OBJECTIVE: Turn the entries below, from their start up to and including the line containing "120 52 L 119", into a JSON list of strings with one string per line and no blank lines.

ITEMS:
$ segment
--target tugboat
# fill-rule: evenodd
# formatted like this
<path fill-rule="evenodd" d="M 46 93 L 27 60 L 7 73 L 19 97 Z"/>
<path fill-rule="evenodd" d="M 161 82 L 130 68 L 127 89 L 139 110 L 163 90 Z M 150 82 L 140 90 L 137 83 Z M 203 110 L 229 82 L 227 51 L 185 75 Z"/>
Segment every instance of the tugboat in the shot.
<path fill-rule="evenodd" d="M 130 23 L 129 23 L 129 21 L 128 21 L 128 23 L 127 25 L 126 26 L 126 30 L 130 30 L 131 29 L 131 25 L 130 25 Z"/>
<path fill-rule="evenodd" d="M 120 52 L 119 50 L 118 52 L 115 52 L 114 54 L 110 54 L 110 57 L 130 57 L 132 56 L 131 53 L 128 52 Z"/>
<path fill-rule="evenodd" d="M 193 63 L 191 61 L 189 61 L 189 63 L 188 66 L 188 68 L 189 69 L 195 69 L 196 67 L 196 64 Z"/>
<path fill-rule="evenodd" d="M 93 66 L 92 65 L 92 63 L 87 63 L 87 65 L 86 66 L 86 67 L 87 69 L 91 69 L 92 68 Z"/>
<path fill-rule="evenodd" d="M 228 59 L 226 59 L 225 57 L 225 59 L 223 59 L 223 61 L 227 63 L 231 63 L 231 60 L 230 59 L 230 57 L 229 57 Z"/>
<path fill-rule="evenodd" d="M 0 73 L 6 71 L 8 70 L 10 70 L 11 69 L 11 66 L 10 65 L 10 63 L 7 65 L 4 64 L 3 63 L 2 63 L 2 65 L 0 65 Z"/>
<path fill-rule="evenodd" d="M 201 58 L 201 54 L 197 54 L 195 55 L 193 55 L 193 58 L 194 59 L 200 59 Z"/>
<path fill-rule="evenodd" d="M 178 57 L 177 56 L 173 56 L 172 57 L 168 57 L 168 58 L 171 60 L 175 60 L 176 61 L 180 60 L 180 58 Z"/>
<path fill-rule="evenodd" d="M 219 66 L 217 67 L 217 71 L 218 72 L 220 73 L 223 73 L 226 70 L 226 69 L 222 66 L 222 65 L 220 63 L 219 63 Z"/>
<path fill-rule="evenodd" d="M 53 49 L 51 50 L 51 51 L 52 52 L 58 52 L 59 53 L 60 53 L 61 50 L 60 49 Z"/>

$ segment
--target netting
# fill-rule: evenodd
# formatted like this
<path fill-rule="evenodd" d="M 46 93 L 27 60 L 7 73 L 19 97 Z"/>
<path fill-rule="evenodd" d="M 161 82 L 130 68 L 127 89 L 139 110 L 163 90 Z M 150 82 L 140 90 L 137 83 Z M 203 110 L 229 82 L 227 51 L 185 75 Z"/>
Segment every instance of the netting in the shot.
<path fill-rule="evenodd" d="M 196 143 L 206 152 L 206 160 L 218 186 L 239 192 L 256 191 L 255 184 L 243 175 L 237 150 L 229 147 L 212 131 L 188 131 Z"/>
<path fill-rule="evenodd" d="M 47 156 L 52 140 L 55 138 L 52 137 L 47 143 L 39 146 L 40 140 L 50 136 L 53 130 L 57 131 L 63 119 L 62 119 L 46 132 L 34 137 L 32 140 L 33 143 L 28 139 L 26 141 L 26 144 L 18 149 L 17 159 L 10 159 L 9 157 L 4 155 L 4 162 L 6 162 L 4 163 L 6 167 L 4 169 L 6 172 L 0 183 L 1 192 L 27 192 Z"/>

OUTPUT OF THE TASK:
[
  "$ segment",
  "--target tugboat",
  "# fill-rule: evenodd",
  "# formatted like this",
  "<path fill-rule=\"evenodd\" d=\"M 46 93 L 27 60 L 7 73 L 19 97 Z\"/>",
  "<path fill-rule=\"evenodd\" d=\"M 161 82 L 130 68 L 127 89 L 139 110 L 163 90 Z M 150 82 L 140 90 L 137 83 Z M 203 110 L 229 82 L 227 51 L 185 75 Z\"/>",
  "Segment every instance of the tugboat in the shot.",
  "<path fill-rule=\"evenodd\" d=\"M 130 23 L 129 23 L 129 21 L 128 21 L 128 23 L 127 25 L 126 26 L 126 30 L 130 30 L 131 29 L 131 25 L 130 25 Z\"/>",
  "<path fill-rule=\"evenodd\" d=\"M 120 52 L 119 50 L 118 52 L 115 52 L 114 54 L 110 54 L 110 57 L 130 57 L 132 56 L 131 53 L 128 52 Z\"/>"
]